--- Records for processing ---
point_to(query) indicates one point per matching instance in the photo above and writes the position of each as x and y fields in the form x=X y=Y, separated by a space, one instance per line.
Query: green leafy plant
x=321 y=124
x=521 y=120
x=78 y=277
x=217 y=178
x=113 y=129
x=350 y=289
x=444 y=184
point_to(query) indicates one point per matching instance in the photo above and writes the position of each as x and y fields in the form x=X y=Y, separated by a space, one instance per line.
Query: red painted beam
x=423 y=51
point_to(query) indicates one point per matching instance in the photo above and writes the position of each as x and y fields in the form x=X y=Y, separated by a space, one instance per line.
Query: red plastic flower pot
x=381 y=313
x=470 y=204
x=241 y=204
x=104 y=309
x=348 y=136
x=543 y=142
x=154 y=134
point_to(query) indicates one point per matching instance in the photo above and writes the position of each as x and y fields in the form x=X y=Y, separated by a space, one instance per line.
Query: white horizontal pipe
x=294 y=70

--- Exercise goal ---
Revise the lines from the first one through the line containing "x=444 y=184", replacing "green leafy plant" with "green potted plant" and leaving everything else unchanged. Return only those lines.

--- Task solution ---
point_to(query) indicates one point per matching instance in the photo above and writes the position of each as x and y fields in the form x=X y=Y, separated by a space, one instance per line.
Query: green potted plant
x=321 y=124
x=521 y=120
x=78 y=277
x=217 y=178
x=113 y=129
x=350 y=289
x=444 y=184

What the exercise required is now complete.